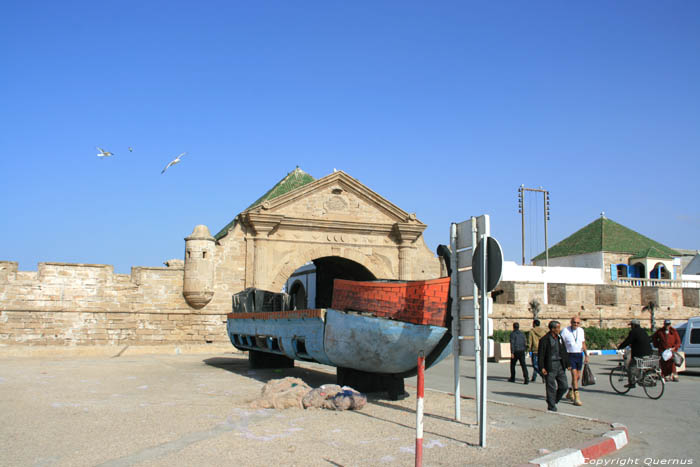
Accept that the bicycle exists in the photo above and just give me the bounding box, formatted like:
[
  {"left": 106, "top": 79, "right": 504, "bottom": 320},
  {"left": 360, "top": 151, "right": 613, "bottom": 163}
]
[{"left": 609, "top": 353, "right": 664, "bottom": 399}]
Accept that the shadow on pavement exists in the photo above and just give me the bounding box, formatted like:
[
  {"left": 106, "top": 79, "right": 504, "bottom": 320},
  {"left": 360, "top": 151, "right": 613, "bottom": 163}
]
[
  {"left": 350, "top": 410, "right": 478, "bottom": 447},
  {"left": 203, "top": 355, "right": 336, "bottom": 388},
  {"left": 370, "top": 399, "right": 476, "bottom": 427},
  {"left": 491, "top": 391, "right": 544, "bottom": 401}
]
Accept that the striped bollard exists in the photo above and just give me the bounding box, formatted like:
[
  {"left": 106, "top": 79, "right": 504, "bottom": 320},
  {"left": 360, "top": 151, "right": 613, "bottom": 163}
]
[{"left": 416, "top": 351, "right": 425, "bottom": 467}]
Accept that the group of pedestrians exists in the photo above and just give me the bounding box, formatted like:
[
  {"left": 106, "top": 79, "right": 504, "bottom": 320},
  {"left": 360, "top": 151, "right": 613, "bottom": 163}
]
[
  {"left": 509, "top": 317, "right": 587, "bottom": 411},
  {"left": 508, "top": 316, "right": 683, "bottom": 412}
]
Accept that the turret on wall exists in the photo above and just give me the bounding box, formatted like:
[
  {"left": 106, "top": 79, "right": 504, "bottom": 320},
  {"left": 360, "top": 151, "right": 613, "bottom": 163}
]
[{"left": 183, "top": 225, "right": 216, "bottom": 309}]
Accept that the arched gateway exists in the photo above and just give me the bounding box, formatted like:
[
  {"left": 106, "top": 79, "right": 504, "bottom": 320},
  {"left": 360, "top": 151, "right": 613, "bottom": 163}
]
[{"left": 181, "top": 168, "right": 443, "bottom": 312}]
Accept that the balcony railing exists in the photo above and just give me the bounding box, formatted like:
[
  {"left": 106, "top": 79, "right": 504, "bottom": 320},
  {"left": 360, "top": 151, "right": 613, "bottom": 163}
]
[{"left": 615, "top": 277, "right": 700, "bottom": 288}]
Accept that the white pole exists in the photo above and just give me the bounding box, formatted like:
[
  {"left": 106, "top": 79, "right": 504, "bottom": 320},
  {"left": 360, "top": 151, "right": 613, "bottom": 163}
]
[
  {"left": 479, "top": 233, "right": 488, "bottom": 447},
  {"left": 472, "top": 217, "right": 481, "bottom": 424},
  {"left": 416, "top": 351, "right": 425, "bottom": 467},
  {"left": 449, "top": 223, "right": 460, "bottom": 421}
]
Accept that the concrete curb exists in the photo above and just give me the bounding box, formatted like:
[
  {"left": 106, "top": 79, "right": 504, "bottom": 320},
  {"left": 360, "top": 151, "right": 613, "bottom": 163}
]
[
  {"left": 516, "top": 423, "right": 629, "bottom": 467},
  {"left": 411, "top": 386, "right": 629, "bottom": 466}
]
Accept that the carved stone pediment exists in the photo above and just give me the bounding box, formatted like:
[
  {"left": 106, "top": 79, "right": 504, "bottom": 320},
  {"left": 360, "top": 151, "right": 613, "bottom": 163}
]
[{"left": 243, "top": 171, "right": 427, "bottom": 232}]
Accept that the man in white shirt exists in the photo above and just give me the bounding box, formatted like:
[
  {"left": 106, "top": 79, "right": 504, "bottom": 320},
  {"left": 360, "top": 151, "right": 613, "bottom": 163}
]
[{"left": 560, "top": 317, "right": 588, "bottom": 406}]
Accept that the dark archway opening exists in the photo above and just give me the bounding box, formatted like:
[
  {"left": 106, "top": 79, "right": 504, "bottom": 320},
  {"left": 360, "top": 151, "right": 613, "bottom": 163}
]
[
  {"left": 289, "top": 280, "right": 307, "bottom": 310},
  {"left": 631, "top": 262, "right": 645, "bottom": 278},
  {"left": 312, "top": 256, "right": 376, "bottom": 308},
  {"left": 650, "top": 263, "right": 670, "bottom": 279}
]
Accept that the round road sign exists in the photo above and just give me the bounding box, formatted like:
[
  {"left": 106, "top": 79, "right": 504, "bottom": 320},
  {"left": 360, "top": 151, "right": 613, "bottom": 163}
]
[{"left": 472, "top": 237, "right": 504, "bottom": 292}]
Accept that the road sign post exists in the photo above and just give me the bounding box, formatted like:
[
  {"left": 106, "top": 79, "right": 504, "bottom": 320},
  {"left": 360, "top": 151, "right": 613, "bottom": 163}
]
[
  {"left": 450, "top": 214, "right": 502, "bottom": 447},
  {"left": 474, "top": 234, "right": 503, "bottom": 447}
]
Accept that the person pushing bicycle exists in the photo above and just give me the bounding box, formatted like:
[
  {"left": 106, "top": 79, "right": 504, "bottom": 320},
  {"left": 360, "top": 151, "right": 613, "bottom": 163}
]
[{"left": 617, "top": 319, "right": 653, "bottom": 388}]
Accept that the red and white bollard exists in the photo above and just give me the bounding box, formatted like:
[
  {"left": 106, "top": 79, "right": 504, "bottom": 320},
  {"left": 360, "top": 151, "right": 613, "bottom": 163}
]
[{"left": 416, "top": 351, "right": 425, "bottom": 467}]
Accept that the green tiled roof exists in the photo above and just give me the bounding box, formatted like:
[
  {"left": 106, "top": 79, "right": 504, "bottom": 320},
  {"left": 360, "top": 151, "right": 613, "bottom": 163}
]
[
  {"left": 245, "top": 167, "right": 315, "bottom": 211},
  {"left": 533, "top": 217, "right": 680, "bottom": 261},
  {"left": 214, "top": 167, "right": 315, "bottom": 240},
  {"left": 629, "top": 247, "right": 673, "bottom": 260}
]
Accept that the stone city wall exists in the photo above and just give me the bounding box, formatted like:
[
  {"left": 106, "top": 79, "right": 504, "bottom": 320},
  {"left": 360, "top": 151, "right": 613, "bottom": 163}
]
[
  {"left": 493, "top": 280, "right": 700, "bottom": 330},
  {"left": 0, "top": 261, "right": 230, "bottom": 352},
  {"left": 5, "top": 259, "right": 698, "bottom": 353}
]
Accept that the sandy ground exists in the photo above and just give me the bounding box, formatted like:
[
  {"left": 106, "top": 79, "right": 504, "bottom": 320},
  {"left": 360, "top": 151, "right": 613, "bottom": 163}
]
[{"left": 0, "top": 352, "right": 611, "bottom": 466}]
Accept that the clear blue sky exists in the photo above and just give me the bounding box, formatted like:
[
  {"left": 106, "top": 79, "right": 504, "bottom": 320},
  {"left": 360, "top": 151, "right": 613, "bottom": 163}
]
[{"left": 1, "top": 1, "right": 698, "bottom": 273}]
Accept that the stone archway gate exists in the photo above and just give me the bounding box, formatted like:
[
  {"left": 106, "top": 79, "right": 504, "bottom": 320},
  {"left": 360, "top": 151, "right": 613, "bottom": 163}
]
[{"left": 182, "top": 169, "right": 443, "bottom": 312}]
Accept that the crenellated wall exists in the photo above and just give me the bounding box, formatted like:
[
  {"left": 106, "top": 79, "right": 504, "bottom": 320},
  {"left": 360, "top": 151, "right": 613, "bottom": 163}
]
[{"left": 0, "top": 261, "right": 229, "bottom": 350}]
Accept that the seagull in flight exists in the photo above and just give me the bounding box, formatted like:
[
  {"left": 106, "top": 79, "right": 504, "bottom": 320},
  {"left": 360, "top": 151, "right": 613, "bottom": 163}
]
[
  {"left": 161, "top": 152, "right": 187, "bottom": 174},
  {"left": 128, "top": 147, "right": 133, "bottom": 152},
  {"left": 96, "top": 147, "right": 114, "bottom": 158}
]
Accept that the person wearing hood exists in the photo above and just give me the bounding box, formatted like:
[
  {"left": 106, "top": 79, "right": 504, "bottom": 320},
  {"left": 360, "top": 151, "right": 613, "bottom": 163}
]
[{"left": 652, "top": 319, "right": 681, "bottom": 382}]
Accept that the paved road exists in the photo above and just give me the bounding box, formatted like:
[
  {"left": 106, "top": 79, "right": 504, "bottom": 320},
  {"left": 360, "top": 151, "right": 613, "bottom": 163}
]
[
  {"left": 0, "top": 353, "right": 612, "bottom": 466},
  {"left": 407, "top": 355, "right": 700, "bottom": 462}
]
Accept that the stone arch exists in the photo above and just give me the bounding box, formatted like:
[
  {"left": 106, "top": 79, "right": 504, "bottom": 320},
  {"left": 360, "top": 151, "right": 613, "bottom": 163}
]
[{"left": 268, "top": 244, "right": 394, "bottom": 293}]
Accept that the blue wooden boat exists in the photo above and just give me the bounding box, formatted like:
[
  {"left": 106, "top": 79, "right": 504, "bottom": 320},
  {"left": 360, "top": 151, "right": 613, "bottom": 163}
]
[
  {"left": 226, "top": 247, "right": 455, "bottom": 398},
  {"left": 227, "top": 308, "right": 452, "bottom": 374}
]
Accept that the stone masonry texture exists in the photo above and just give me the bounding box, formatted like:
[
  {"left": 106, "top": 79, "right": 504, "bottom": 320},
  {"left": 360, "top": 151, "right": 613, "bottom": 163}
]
[{"left": 1, "top": 170, "right": 698, "bottom": 350}]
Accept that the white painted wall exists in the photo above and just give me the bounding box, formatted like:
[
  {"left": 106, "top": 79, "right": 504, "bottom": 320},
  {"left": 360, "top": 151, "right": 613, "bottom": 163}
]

************

What to work on:
Take each line above that holds the string "bicycle" and copy it.

Exercise answer:
Accept that the bicycle exists in the photo above and just give me the bounding box, formatted like:
Accept that the person pushing bicycle exists in the photo above and just give me the bounding box, formatted like:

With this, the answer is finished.